Dataset excerpt
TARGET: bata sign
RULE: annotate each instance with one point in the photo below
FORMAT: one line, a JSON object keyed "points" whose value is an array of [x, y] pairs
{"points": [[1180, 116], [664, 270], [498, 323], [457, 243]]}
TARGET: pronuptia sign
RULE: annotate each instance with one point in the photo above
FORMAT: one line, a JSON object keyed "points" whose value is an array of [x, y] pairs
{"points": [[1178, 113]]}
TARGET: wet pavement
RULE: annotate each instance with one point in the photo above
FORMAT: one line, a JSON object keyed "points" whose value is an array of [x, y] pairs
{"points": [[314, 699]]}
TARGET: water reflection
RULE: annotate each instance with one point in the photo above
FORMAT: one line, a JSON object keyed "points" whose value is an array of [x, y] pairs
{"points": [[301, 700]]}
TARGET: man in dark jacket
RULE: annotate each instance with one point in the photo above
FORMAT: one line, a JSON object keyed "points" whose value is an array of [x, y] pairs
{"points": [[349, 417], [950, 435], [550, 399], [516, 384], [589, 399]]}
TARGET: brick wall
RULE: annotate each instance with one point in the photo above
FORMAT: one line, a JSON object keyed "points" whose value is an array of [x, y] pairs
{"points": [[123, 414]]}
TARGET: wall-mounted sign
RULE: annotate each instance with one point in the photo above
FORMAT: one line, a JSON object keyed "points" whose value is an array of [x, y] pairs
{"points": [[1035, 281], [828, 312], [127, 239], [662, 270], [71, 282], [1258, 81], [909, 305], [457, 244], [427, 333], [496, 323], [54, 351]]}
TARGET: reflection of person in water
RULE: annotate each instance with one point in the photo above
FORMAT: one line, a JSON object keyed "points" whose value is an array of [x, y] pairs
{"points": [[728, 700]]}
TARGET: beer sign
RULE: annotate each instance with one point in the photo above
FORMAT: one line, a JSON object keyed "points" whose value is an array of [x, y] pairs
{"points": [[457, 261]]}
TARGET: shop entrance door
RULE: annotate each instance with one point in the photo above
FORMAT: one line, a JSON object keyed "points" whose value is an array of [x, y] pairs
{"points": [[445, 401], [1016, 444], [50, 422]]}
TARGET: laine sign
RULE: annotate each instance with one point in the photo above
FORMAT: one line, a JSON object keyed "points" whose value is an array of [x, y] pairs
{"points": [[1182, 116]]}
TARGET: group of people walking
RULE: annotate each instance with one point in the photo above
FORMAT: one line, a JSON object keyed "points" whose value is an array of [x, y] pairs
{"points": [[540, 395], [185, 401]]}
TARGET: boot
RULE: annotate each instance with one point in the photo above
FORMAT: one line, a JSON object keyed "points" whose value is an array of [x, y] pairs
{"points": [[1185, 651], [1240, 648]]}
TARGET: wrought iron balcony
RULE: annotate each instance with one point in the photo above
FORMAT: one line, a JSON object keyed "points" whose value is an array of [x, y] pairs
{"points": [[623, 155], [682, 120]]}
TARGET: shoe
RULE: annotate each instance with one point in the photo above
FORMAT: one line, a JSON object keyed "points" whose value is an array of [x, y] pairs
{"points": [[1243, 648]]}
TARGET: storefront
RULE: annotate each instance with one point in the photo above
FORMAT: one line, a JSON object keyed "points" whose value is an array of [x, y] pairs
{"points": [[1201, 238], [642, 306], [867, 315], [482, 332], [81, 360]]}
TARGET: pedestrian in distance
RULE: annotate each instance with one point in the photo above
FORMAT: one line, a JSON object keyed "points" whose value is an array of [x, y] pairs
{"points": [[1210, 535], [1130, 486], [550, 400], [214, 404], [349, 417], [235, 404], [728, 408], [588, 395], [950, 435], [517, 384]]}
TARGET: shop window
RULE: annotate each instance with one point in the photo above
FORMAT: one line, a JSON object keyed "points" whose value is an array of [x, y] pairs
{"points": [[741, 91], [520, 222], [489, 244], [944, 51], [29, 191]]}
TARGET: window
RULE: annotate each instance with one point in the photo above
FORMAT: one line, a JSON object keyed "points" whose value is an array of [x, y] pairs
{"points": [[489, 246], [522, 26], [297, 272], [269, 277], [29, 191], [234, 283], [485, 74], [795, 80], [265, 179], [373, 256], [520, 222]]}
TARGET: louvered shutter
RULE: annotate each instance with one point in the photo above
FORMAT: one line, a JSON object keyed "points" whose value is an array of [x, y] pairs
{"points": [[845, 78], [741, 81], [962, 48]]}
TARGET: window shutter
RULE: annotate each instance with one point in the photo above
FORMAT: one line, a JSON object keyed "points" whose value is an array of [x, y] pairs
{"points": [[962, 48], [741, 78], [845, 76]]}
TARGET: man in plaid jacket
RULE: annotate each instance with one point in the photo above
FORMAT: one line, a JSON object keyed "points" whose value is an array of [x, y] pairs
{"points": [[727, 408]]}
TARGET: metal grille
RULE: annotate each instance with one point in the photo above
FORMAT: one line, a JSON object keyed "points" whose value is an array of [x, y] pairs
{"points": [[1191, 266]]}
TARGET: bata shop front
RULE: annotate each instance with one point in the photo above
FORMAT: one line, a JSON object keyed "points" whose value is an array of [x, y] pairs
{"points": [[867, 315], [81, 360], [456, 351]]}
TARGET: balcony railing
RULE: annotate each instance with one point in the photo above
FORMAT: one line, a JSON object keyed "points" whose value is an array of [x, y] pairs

▶ _Goal of the exercise_: Convert the stretch from the line containing "TARGET: bata shop front" through the end of the material into a JSON list of strings, one string per line, omitting any blank lines.

▶ _Full answer_:
[
  "TARGET: bata shop front",
  "RULE: annotate each instance with one point in the photo above",
  "FORMAT: one line, a JSON object keyed \"points\" whose value is an array of [x, y] pairs",
  "{\"points\": [[867, 315], [81, 360], [456, 351]]}",
  "TARGET: balcony railing",
  "RULE: annotate each instance with one point in the photo above",
  "FORMAT: one line, a JSON object keyed \"points\" whose value is an array of [x, y] pairs"
]